**SHORT TASK:** Copy every one of the records below word for word, leaving out the pictures.

**GIVEN INFORMATION:**
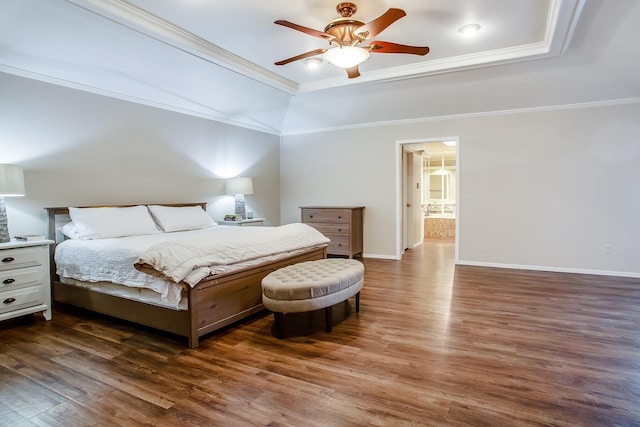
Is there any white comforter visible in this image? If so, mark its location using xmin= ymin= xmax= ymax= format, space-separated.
xmin=135 ymin=223 xmax=329 ymax=286
xmin=55 ymin=224 xmax=329 ymax=303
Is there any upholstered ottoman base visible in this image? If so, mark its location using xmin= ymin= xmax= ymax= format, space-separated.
xmin=262 ymin=258 xmax=364 ymax=338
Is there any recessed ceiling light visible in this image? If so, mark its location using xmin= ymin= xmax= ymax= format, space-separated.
xmin=304 ymin=56 xmax=322 ymax=69
xmin=458 ymin=24 xmax=481 ymax=36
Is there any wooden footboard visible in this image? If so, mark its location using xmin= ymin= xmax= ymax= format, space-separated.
xmin=47 ymin=203 xmax=327 ymax=348
xmin=188 ymin=246 xmax=327 ymax=348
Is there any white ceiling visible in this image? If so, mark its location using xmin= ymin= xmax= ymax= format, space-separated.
xmin=0 ymin=0 xmax=640 ymax=134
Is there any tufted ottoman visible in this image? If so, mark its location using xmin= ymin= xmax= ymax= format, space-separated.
xmin=262 ymin=258 xmax=364 ymax=338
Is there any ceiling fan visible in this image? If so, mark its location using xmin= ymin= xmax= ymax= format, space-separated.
xmin=274 ymin=3 xmax=429 ymax=79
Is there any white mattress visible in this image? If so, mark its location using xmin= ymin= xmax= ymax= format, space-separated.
xmin=54 ymin=226 xmax=328 ymax=308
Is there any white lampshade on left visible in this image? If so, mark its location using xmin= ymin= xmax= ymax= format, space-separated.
xmin=0 ymin=165 xmax=24 ymax=243
xmin=225 ymin=177 xmax=253 ymax=219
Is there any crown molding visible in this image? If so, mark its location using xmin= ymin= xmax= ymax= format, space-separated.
xmin=0 ymin=64 xmax=280 ymax=135
xmin=65 ymin=0 xmax=298 ymax=95
xmin=65 ymin=0 xmax=586 ymax=95
xmin=281 ymin=97 xmax=640 ymax=137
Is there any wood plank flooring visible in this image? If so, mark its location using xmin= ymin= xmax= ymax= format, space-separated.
xmin=0 ymin=239 xmax=640 ymax=427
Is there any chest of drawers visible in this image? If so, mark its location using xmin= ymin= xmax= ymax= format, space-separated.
xmin=0 ymin=240 xmax=53 ymax=320
xmin=300 ymin=206 xmax=364 ymax=258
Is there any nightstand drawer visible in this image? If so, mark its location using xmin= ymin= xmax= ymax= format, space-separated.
xmin=0 ymin=285 xmax=44 ymax=313
xmin=0 ymin=266 xmax=47 ymax=292
xmin=302 ymin=208 xmax=351 ymax=224
xmin=327 ymin=236 xmax=350 ymax=255
xmin=0 ymin=247 xmax=42 ymax=271
xmin=307 ymin=222 xmax=349 ymax=236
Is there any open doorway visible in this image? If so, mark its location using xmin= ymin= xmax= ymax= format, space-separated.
xmin=396 ymin=137 xmax=460 ymax=261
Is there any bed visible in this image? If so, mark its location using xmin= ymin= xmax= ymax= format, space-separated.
xmin=45 ymin=203 xmax=328 ymax=348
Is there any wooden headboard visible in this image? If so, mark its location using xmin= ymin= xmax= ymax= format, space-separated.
xmin=45 ymin=202 xmax=207 ymax=243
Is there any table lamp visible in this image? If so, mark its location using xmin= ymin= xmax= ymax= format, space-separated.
xmin=225 ymin=177 xmax=253 ymax=219
xmin=0 ymin=165 xmax=24 ymax=243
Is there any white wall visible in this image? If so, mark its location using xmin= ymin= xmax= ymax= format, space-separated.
xmin=281 ymin=103 xmax=640 ymax=276
xmin=0 ymin=73 xmax=280 ymax=235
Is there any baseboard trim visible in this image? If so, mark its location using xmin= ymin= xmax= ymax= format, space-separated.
xmin=456 ymin=261 xmax=640 ymax=279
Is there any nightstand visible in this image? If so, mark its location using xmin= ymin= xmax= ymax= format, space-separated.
xmin=0 ymin=240 xmax=54 ymax=320
xmin=218 ymin=218 xmax=264 ymax=227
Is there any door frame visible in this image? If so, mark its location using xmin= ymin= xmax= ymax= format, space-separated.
xmin=395 ymin=136 xmax=462 ymax=264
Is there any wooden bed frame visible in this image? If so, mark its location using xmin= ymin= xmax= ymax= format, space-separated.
xmin=45 ymin=203 xmax=327 ymax=348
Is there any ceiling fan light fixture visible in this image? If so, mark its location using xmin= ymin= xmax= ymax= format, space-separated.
xmin=324 ymin=46 xmax=369 ymax=68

**ANSWER IN FULL:**
Is there any white comforter visible in this image? If so, mark its location using xmin= ymin= xmax= ymax= format, space-separated.
xmin=135 ymin=223 xmax=329 ymax=286
xmin=55 ymin=224 xmax=329 ymax=303
Is there any upholstered ottoman base visible in this image? If so, mark its location using xmin= ymin= xmax= ymax= format, space-separated.
xmin=262 ymin=258 xmax=364 ymax=338
Is there any recessed ceiling light visible in this image? If so, mark its location using xmin= ymin= xmax= ymax= format, space-separated.
xmin=304 ymin=56 xmax=322 ymax=69
xmin=458 ymin=24 xmax=481 ymax=36
Is there any wooden footboard visible in this image? If so, mark its location using xmin= ymin= xmax= ymax= format, space-separated.
xmin=47 ymin=203 xmax=327 ymax=348
xmin=188 ymin=246 xmax=327 ymax=348
Is there any white ceiling visible in this image? If so, mark its location using xmin= ymin= xmax= ymax= format, space-separated.
xmin=0 ymin=0 xmax=640 ymax=134
Is there any tufted ottoman visible in this image? If so, mark its location using xmin= ymin= xmax= ymax= format, space-separated.
xmin=262 ymin=258 xmax=364 ymax=338
Is there any ceiling fan visible in this image? If so, mark its location using xmin= ymin= xmax= ymax= format, space-separated.
xmin=274 ymin=3 xmax=429 ymax=79
Is there any white mattress visible in this image? If so, mark its location using xmin= ymin= xmax= ymax= format, space-separated.
xmin=54 ymin=226 xmax=328 ymax=308
Is there any white lampshade on left visible in this image? If so, mark its location using xmin= ymin= xmax= ymax= format, space-separated.
xmin=0 ymin=165 xmax=24 ymax=243
xmin=225 ymin=177 xmax=253 ymax=219
Is there any crown molding visible in this image? If so, mark its location using xmin= ymin= xmax= ymax= format, space-separated.
xmin=0 ymin=64 xmax=280 ymax=135
xmin=65 ymin=0 xmax=298 ymax=95
xmin=65 ymin=0 xmax=586 ymax=95
xmin=281 ymin=97 xmax=640 ymax=137
Is there any wood plank flooring visible in this image? If so, mark its location using xmin= ymin= xmax= ymax= format, space-separated.
xmin=0 ymin=239 xmax=640 ymax=427
Is there any chest of drawers visible in this image? If so, mark its location using xmin= ymin= xmax= ymax= format, space-separated.
xmin=0 ymin=240 xmax=53 ymax=320
xmin=300 ymin=206 xmax=364 ymax=258
Is there any nightstand drawer visible in this image? If so, mark its location using xmin= ymin= xmax= ymax= format, space-separated.
xmin=0 ymin=285 xmax=44 ymax=313
xmin=0 ymin=266 xmax=47 ymax=292
xmin=302 ymin=208 xmax=351 ymax=224
xmin=327 ymin=236 xmax=350 ymax=255
xmin=0 ymin=247 xmax=42 ymax=271
xmin=307 ymin=222 xmax=349 ymax=236
Is there any open doorway visible in this image? If so, mark its location using xmin= ymin= xmax= ymax= format, space-separated.
xmin=396 ymin=137 xmax=460 ymax=261
Is there any bed visible in this image? If so, mark its location using xmin= ymin= xmax= ymax= format, space-separated.
xmin=45 ymin=203 xmax=328 ymax=348
Is there any wooden headboard visible in this image? If so, mark its location using xmin= ymin= xmax= ymax= format, space-separated.
xmin=45 ymin=202 xmax=207 ymax=243
Is there any table lamp visible in this image? If so, mark its location using xmin= ymin= xmax= ymax= format, space-separated.
xmin=225 ymin=177 xmax=253 ymax=219
xmin=0 ymin=165 xmax=24 ymax=243
Is there any white wall visible in this image? If so, mark its location using xmin= ymin= xmax= ymax= format, space-separated.
xmin=281 ymin=103 xmax=640 ymax=276
xmin=0 ymin=73 xmax=280 ymax=235
Is there any baseboard trim visible in this image? If so, mark its location using xmin= ymin= xmax= ymax= format, space-separated.
xmin=456 ymin=261 xmax=640 ymax=279
Is there any nightstand visible in this image? If so, mark its location using xmin= ymin= xmax= ymax= format, space-separated.
xmin=0 ymin=240 xmax=54 ymax=320
xmin=218 ymin=218 xmax=264 ymax=227
Is there any door frame visible in this image? If so, mark its location using xmin= ymin= xmax= ymax= format, space-separated.
xmin=395 ymin=136 xmax=462 ymax=264
Is there any wooden bed frame visible in this image? If so, mark its location using xmin= ymin= xmax= ymax= format, space-separated.
xmin=45 ymin=203 xmax=327 ymax=348
Is there any ceiling fan light fixture visible in this image? If so, mark its location using xmin= ymin= xmax= ymax= format, space-separated.
xmin=324 ymin=46 xmax=369 ymax=68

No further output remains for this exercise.